TASK TO COMPLETE:
In full and without alteration, print the entries that follow.

Stored items from a collection:
***

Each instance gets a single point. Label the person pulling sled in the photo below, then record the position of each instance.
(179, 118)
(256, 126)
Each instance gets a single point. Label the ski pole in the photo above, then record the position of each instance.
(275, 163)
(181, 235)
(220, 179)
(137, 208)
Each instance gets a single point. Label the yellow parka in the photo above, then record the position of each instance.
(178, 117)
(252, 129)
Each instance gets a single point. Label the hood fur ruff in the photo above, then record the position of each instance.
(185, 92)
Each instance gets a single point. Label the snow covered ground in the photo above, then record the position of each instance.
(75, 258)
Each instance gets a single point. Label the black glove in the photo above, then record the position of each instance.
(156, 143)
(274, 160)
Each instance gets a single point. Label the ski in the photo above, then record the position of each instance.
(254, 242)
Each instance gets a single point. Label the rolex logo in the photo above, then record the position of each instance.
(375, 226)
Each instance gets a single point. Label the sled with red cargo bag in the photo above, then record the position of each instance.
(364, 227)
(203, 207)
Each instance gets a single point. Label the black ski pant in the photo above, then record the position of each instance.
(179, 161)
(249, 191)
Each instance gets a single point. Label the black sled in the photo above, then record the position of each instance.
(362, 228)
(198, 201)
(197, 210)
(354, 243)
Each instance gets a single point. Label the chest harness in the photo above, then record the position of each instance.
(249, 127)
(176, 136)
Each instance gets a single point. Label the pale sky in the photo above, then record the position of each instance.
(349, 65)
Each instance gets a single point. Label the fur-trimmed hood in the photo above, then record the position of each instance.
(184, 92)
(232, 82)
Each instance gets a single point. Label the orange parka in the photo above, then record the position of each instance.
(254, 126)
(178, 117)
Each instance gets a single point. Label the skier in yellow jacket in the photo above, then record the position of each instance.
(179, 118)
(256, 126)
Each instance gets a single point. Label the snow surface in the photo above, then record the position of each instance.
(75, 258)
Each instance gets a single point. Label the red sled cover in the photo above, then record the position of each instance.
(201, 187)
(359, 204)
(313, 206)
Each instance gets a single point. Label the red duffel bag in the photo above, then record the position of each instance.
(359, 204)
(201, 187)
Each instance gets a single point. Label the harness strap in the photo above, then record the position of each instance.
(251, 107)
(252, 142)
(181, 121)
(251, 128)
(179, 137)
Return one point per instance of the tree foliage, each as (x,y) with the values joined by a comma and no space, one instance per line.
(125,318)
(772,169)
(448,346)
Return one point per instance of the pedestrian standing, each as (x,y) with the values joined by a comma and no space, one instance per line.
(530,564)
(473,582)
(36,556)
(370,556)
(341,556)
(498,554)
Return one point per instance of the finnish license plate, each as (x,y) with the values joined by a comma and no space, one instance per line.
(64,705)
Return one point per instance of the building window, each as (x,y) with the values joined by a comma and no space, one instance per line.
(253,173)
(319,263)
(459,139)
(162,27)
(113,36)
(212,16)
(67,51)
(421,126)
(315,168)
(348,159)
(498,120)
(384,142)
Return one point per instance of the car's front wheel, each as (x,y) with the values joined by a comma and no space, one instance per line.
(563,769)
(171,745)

***

ANSWER BOX:
Each instance gets a single point. Label the person pulling sled in the photo below, then record the position of each instance.
(179, 118)
(256, 126)
Each instance gets a single point. Label the ski pole in the photo above, then record the position of each instance.
(275, 163)
(181, 235)
(220, 179)
(137, 208)
Each instance gets a single point. Label the yellow parka in the photo above, then record the position of each instance.
(178, 117)
(252, 129)
Each instance gets a single point. Label the hood fur ruff in the photo above, then record the position of each instance.
(185, 92)
Each instance gets a single point. Label the snow covered ground in the photo above, then record the position of each instance.
(75, 258)
Each instance gets a single point. Label the black glove in the photo above, then record the position of each instance.
(156, 143)
(274, 160)
Each instance gets a single point. Label the ski in the photo above, then record the position of each instance.
(254, 242)
Each instance gets a single point. Label the rolex logo in the photo above, then record the position of each instance.
(375, 226)
Each instance gets a single point. Label the sled with red cargo bag in the photo above, then record the position of each instance.
(364, 227)
(203, 207)
Each instance gets a single point. Label the black ski pant in the photo above, then record the position of each instance.
(179, 161)
(249, 191)
Each instance gets a single point. Label the black sled in the photo above, then record the position of each instance.
(362, 228)
(198, 201)
(197, 210)
(354, 243)
Each instance gets a single point. Label the chest harness in the photo above, then record the position of each instance.
(249, 127)
(176, 136)
Each instance gets a single point. Label the pale sky in the photo above, then record the position of each instance.
(349, 65)
Each instance gets a single point. Label the fur-trimmed hood in the photo above, then record the position of each instance.
(184, 92)
(232, 82)
Each instance gets a single point. Label the orange parka in the photo above, then record the position of each instance.
(254, 126)
(178, 117)
Each instance gets a single point. Label the skier in yellow jacket in the photo above, then record the position of each instance.
(179, 118)
(256, 126)
Each instance gets a single point. Label the snow surface in the photo above, then record the position of each instance.
(75, 258)
Each instance gets a single point. Label the red sled cover in the photo above, then record the position of each instance.
(201, 187)
(359, 204)
(313, 206)
Each instance gets a single point. Label the red duffel bag in the photo above, then record the position of each instance.
(359, 204)
(201, 187)
Each instance gets a single point. Label the harness strap in the photo above, then record the position of each instance.
(251, 107)
(252, 142)
(181, 121)
(251, 128)
(179, 137)
Return one point per instance of the tree foliage, each as (x,y) with the values joined by a comma and no space, one instance per line.
(125,318)
(772,169)
(448,346)
Return one point per instance of the pedestrian standing, each as (x,y) with the values joined by a comma and no space, one instance per line.
(530,564)
(473,582)
(36,556)
(370,556)
(341,556)
(498,554)
Return one point per instance of the finnish license plate, each as (x,y) with the values joined by a comma and no space, one instance per line.
(64,705)
Return one point per instance of the building window, each as (x,y) with the values joined by a comma and no space, one instance per line.
(253,173)
(319,263)
(459,139)
(162,27)
(113,36)
(212,16)
(67,51)
(421,126)
(315,168)
(348,159)
(498,120)
(384,142)
Return one point per instance of the car's front wheel, each as (x,y) with the values joined by a comma and no space, one instance per line.
(563,769)
(171,745)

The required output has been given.